TRY IT: Every line of the records below that holds the word "target" should be copied out.

---- GIVEN RECORDS

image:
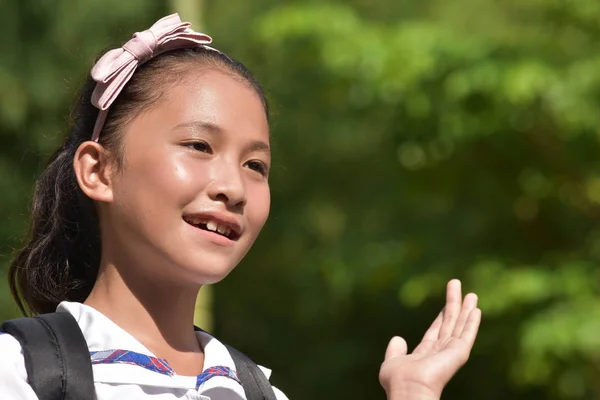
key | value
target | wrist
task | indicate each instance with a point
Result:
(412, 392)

--------
---- GIVEN RECORDS

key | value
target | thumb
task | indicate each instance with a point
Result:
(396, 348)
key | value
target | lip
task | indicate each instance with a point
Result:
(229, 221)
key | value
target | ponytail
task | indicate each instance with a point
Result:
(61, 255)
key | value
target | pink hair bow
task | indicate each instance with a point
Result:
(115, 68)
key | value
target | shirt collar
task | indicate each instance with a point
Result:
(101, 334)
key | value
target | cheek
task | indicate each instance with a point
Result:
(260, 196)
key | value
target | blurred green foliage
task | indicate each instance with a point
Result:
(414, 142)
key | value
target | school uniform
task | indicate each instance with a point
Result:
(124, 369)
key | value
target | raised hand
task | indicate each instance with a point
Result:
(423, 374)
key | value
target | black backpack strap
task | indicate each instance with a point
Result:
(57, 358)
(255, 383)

--------
---- GIVEN RECORDS

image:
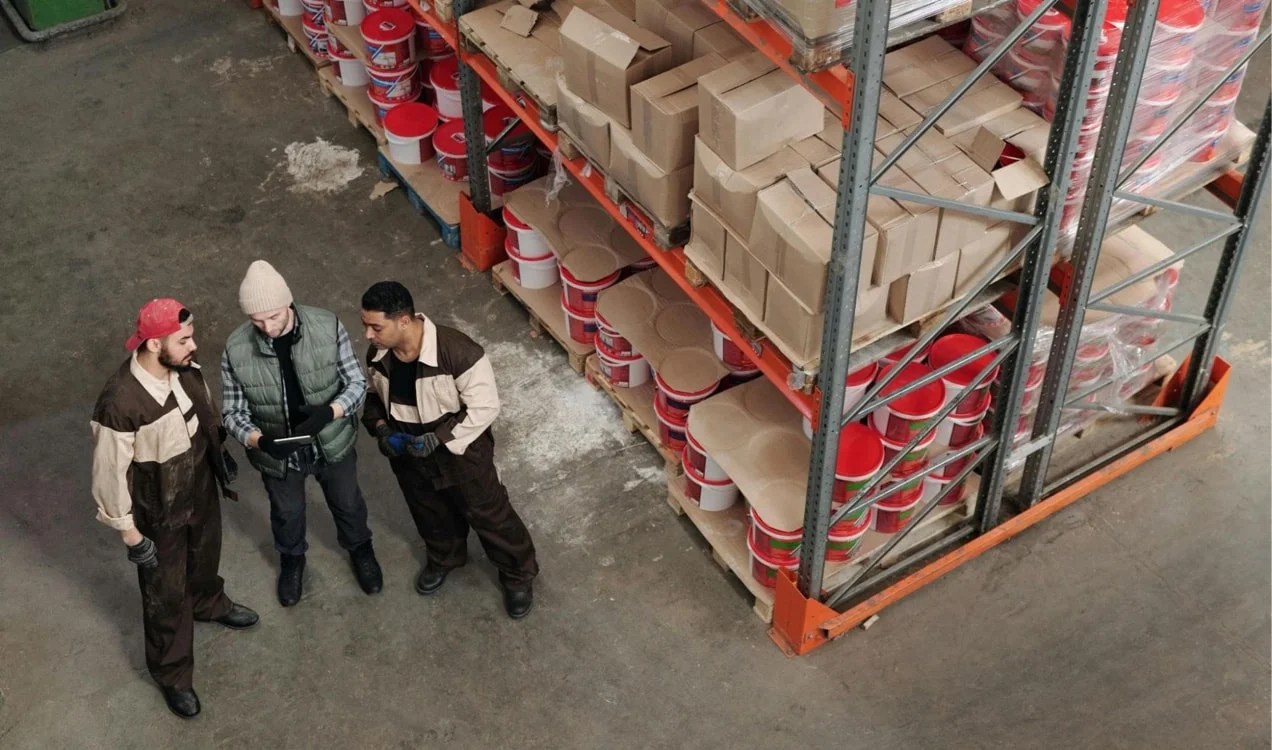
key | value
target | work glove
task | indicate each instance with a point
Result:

--------

ANSWER SECTION:
target | wrist
target | thumb
target | lip
target | ponytail
target | pink hair bow
target | shirt collar
target | cheek
target | blurred green foliage
target | school uniform
target | raised hand
target | black backpack strap
target | work glove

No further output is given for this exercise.